(Object pointing dataset rows)

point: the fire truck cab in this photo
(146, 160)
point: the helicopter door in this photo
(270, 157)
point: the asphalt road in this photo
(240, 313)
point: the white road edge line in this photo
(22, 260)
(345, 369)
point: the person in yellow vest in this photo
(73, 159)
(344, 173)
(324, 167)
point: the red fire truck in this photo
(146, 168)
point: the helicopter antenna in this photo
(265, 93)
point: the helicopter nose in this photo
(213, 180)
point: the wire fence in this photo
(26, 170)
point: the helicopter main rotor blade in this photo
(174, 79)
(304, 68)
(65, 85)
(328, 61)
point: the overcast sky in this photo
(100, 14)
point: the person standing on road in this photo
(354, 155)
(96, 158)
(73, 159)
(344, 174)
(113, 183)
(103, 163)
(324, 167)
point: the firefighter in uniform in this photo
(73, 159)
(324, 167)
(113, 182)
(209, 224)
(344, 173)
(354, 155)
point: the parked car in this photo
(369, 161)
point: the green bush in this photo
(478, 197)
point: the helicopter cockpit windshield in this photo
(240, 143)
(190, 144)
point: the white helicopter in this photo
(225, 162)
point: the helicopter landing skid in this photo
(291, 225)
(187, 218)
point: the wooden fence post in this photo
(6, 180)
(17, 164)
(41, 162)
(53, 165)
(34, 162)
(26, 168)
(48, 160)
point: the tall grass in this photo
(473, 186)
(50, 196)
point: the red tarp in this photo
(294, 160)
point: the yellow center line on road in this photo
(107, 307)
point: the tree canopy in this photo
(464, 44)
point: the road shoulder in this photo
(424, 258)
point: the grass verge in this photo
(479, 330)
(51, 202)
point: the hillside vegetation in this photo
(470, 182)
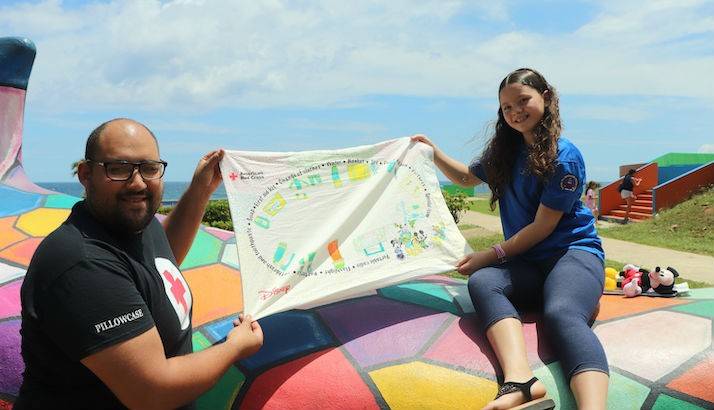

» WHAT THIS TASK INVOLVES: Change each "helicopter" in the records to "aircraft" and keep everything else unchanged. Leave the pictures out of your answer.

» THE ANSWER:
point: the fire truck cab in this photo
(146, 160)
point: the aircraft door in this photo
(270, 157)
point: the asphalt road in this photo
(240, 313)
point: the white road edge line in this photo
(22, 260)
(345, 369)
point: the person in yellow vest in this photo
(73, 159)
(344, 173)
(324, 167)
point: the red fire truck in this photo
(146, 168)
point: the aircraft antenna in this photo
(265, 93)
point: the aircraft nose in this photo
(213, 180)
point: the wire fence in this photo
(26, 170)
point: the aircraft main rotor blade in this photo
(174, 79)
(304, 68)
(65, 85)
(328, 61)
point: the overcast sky in this photo
(100, 14)
point: the person standing on road in this photo
(354, 155)
(96, 158)
(73, 159)
(344, 174)
(113, 183)
(103, 163)
(324, 167)
point: the firefighter in uniform in this photo
(73, 159)
(324, 167)
(113, 182)
(209, 224)
(344, 173)
(354, 155)
point: the parked car in this photo
(369, 161)
point: the green bush in this photo
(478, 197)
point: the aircraft cockpit windshield in this photo
(240, 143)
(190, 144)
point: the white aircraft in this photo
(225, 162)
point: the aircraft landing skid in this photo
(291, 225)
(187, 218)
point: the wooden fence post in this photo
(6, 180)
(17, 164)
(41, 162)
(53, 165)
(34, 162)
(26, 168)
(48, 160)
point: the tall grass in this photo
(473, 186)
(50, 196)
point: the red tarp in this photo
(294, 160)
point: the yellow center line on road in this photo
(107, 307)
point: the tree canopy in this photo
(464, 44)
point: the road shoulder in this photo
(424, 258)
point: the grass verge in this photo
(479, 330)
(51, 202)
point: the hillside vegetation in this photo
(470, 182)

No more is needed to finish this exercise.